(Dataset entries)
┄┄┄┄┄┄┄┄┄┄┄┄┄┄┄┄┄┄┄┄

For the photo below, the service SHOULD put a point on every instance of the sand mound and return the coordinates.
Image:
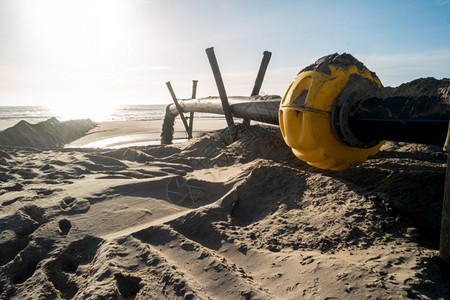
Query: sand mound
(48, 134)
(220, 219)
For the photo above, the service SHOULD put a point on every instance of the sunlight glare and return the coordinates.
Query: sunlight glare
(85, 45)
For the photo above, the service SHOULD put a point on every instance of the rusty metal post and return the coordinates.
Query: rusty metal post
(222, 93)
(180, 111)
(444, 248)
(261, 73)
(259, 79)
(191, 114)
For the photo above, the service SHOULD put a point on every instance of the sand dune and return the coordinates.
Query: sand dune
(47, 134)
(217, 219)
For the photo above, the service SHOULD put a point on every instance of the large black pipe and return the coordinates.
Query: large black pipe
(259, 108)
(415, 112)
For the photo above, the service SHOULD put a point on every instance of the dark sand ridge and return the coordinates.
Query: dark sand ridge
(218, 219)
(47, 134)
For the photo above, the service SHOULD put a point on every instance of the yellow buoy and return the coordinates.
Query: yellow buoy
(305, 115)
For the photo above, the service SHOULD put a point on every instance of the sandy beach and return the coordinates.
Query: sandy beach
(212, 218)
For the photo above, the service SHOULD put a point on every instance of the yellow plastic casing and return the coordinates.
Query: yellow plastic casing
(306, 127)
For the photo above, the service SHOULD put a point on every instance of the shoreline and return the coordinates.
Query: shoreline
(119, 134)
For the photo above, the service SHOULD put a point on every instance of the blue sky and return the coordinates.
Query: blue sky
(107, 52)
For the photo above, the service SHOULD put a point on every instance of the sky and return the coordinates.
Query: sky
(107, 52)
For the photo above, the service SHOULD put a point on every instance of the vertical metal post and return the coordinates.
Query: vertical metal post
(259, 78)
(222, 93)
(191, 115)
(180, 111)
(261, 73)
(444, 248)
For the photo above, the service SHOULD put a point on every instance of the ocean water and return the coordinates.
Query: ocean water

┄┄┄┄┄┄┄┄┄┄┄┄┄┄┄┄┄┄┄┄

» What is being asked:
Exactly and only the lines from the one containing "the sky and return the coordinates." to the end of the entries above are to be written out.

» Task response:
For the photo above, the service SHOULD put a point on every instance of the sky and return the coordinates.
Query: sky
(107, 52)
For the photo above, the service SHOULD put a point on every instance of the vertical metal post and return the coordinates.
Query: vertical metal post
(259, 78)
(222, 93)
(191, 115)
(180, 111)
(261, 73)
(444, 248)
For the photo above, the service SHOULD put a point on every instance of the ocean water and return the coordinates.
Query: ocean water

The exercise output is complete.